Texte source:
Que l’on ait affaire au secteur privé ou à des unités constituantes – faut-il choisir de “ tenir le gouvernail ou de ramer ”? De fait, le mot gouvernement a la même racine que gouvernail (Osborne & Gaebler, p. 25, 1992). Il est typique qu’un gouvernement central commence par diriger mais qu’influencé par les bureaucrates purs et durs recherchant pouvoir et autorité, il se mette à ramer. Une union sociale (ce qui est l’expression employée au Canada) est soumise à des contraintes importantes, surtout si un état fédéré y voit une gêne permanente. Toute entreprise doit être régie par des règles claires. Cependant, il est peu probable que les vieilles règles (ex. : la Constitution), même si elles ont été claires autrefois et cohérentes sur le plan interne, restent claires dans des réalités nouvelles et totalement différentes. Les tensions sont prévisibles quand un gouvernement central se pose en juge et en partie pour tout le reste de l’appareil gouvernemental. Une autre tentation (que le Canada a connue) pour le gouvernement est d’“ acheter des compétences ” en offrant de l’argent en dehors de son ressort. Les tensions s’accentuent lorsqu’à une date ultérieure, le palier fédéral met fin au financement (les coûts sont répercutés).

Exercice proposé A:
D'après le texte source, avec quel mot « gouvernement » partage-t-il sa racine ?

Données fournies:
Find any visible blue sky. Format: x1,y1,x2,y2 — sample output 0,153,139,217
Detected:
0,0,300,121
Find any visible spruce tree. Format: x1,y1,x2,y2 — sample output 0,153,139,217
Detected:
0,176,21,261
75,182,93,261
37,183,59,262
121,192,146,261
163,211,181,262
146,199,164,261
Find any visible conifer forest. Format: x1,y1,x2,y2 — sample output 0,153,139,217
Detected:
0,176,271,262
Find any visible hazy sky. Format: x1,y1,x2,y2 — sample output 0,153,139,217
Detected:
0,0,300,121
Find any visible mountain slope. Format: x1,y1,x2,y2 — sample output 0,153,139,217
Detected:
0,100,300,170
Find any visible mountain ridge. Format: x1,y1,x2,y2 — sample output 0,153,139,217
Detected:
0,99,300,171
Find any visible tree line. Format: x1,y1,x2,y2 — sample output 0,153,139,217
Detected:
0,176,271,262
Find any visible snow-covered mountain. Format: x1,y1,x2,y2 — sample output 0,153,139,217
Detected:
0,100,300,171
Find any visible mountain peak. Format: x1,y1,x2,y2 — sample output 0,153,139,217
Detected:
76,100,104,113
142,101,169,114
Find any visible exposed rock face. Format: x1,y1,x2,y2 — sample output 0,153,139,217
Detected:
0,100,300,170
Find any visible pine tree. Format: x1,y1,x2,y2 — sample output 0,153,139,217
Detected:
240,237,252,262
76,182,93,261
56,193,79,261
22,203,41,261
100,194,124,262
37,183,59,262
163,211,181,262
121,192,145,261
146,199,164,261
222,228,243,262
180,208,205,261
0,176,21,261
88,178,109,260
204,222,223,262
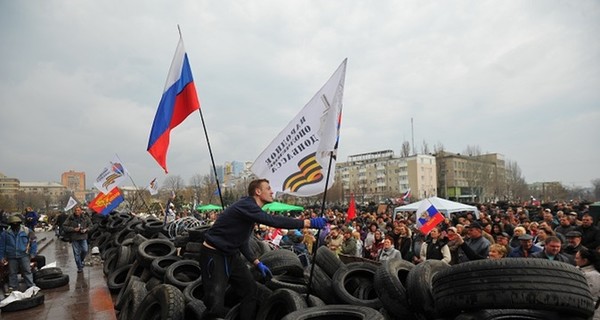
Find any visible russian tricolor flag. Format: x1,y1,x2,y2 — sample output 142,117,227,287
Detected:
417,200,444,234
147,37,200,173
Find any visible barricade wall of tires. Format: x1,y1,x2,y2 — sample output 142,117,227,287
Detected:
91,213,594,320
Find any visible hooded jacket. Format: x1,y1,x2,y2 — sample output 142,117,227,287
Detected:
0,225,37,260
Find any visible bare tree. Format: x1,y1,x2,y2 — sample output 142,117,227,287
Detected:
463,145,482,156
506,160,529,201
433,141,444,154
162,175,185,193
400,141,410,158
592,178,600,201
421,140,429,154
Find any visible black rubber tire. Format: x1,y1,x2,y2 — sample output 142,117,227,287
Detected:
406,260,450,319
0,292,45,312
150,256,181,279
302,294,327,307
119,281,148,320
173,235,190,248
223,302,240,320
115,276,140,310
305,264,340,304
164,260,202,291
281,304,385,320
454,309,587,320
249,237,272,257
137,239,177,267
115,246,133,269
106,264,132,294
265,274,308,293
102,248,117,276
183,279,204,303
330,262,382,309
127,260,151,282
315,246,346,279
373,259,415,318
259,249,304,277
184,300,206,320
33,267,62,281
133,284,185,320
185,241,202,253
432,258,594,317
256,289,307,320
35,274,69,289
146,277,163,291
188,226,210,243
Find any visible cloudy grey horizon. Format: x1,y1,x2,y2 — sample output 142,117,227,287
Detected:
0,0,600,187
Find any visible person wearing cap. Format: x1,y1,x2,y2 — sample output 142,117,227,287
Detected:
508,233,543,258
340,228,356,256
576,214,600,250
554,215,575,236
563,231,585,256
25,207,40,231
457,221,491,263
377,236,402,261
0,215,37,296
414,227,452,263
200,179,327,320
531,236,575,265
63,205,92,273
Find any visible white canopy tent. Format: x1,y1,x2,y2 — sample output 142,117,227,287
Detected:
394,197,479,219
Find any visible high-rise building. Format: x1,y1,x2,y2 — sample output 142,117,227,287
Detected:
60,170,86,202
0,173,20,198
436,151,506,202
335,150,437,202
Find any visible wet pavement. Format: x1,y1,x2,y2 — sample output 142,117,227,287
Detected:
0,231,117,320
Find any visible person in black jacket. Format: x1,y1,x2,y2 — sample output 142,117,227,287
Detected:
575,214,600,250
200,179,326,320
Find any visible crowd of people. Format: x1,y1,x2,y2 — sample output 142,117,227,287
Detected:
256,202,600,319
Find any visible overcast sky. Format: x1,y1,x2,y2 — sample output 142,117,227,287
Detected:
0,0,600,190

...

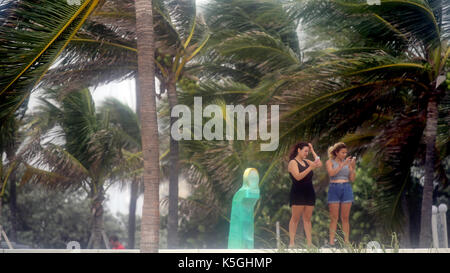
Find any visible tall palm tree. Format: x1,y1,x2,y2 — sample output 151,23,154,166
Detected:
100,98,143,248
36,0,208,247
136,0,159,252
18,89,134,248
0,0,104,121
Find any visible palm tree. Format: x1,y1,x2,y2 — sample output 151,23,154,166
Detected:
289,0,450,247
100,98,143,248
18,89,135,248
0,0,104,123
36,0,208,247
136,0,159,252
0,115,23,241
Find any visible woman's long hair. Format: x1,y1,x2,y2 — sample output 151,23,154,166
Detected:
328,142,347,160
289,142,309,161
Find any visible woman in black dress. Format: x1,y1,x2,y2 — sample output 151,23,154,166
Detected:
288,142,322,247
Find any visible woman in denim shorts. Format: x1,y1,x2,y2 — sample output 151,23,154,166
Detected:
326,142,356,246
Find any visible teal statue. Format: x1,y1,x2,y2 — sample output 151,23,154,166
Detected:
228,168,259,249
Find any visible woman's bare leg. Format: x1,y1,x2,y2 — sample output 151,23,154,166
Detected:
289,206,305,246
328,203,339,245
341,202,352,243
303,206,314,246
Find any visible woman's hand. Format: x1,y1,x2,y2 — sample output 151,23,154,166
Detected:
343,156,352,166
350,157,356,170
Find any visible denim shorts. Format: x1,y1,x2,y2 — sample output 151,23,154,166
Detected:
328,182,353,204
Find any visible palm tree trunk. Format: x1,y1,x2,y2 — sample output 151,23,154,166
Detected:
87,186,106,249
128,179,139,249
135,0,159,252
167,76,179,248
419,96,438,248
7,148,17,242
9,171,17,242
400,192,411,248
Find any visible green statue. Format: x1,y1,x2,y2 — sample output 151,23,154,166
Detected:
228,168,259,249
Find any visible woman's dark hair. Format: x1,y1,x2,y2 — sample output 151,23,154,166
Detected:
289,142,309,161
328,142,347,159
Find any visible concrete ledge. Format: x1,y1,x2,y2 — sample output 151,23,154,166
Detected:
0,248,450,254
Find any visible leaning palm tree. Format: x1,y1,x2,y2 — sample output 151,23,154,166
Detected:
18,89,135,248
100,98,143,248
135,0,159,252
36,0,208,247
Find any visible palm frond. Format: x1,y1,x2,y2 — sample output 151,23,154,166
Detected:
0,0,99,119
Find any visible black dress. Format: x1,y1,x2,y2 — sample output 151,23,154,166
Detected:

Exercice proposé B:
Citez les lignes des entrées à partir de celle qui contient "Find any visible snow-covered" jusqu'à celle qui contient "142,101,169,114", incluse.

Réponse attendue A:
Avec « gouvernail ».

Réponse attendue B:
Find any visible snow-covered mountain. Format: x1,y1,x2,y2 — sample output 0,153,139,217
Detected:
0,100,300,171
Find any visible mountain peak. Format: x1,y1,x2,y2 — sample output 0,153,139,217
Detected:
76,100,104,113
142,101,169,114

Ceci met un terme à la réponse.